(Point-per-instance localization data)
—————
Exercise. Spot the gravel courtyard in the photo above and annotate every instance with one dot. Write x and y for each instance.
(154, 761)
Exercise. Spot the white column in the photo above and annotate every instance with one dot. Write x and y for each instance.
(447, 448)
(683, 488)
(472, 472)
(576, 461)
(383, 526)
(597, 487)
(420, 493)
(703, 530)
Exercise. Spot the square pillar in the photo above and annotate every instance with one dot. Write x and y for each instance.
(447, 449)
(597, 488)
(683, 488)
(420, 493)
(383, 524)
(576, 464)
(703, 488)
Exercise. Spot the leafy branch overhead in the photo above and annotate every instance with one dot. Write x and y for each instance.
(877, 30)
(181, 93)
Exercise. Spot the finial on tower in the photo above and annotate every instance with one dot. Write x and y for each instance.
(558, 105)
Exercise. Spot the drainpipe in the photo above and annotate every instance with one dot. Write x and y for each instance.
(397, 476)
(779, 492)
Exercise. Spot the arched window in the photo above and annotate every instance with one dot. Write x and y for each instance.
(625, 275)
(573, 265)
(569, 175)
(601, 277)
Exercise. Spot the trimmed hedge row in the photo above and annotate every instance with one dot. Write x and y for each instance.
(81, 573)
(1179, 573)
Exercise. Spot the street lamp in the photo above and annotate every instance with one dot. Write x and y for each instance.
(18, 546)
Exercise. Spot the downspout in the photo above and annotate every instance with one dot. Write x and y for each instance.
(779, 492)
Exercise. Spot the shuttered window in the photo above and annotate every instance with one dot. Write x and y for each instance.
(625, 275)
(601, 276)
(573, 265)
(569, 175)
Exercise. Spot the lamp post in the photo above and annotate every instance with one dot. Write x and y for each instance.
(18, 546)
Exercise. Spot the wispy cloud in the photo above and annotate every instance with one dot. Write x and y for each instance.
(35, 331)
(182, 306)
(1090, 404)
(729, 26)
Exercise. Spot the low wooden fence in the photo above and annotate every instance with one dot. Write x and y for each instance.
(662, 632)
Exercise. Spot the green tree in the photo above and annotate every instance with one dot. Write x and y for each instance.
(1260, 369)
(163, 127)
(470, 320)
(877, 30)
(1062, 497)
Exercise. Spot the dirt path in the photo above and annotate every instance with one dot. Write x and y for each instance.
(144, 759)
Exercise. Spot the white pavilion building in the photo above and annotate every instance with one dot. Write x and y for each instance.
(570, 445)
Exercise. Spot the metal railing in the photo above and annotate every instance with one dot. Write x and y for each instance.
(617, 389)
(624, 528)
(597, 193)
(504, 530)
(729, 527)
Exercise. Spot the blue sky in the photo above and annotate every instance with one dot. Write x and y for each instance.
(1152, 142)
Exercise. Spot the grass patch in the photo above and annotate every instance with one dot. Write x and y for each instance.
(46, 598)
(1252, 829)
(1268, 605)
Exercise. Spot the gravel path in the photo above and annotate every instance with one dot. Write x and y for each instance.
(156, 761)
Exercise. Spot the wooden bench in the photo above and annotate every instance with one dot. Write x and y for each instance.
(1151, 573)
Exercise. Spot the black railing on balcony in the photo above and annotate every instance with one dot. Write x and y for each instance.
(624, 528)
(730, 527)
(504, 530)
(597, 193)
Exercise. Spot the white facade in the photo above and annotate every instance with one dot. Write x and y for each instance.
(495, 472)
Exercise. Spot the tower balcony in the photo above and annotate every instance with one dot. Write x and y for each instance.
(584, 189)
—————
# Problem to solve
Return only the lines running from the line with "Exercise. Spot the wooden" to the last line of the records, both included, exactly as written.

# Result of the task
Exercise. Spot the wooden bench in the photo above and annotate every instance with one dot. Write x and y for each instance.
(1151, 573)
Exercise. Spot the black railing on balcony in the photo above and annotate every instance with one dot. Write x and y for each instance.
(624, 528)
(730, 527)
(504, 530)
(597, 193)
Exercise. Spot the white facade in the photo above and annotate every instance with one dot. Write x and y for each instance.
(495, 472)
Exercise. Spot the tower balcony in the photo above and annotate every instance with one dot. Write x and y for each instance.
(584, 189)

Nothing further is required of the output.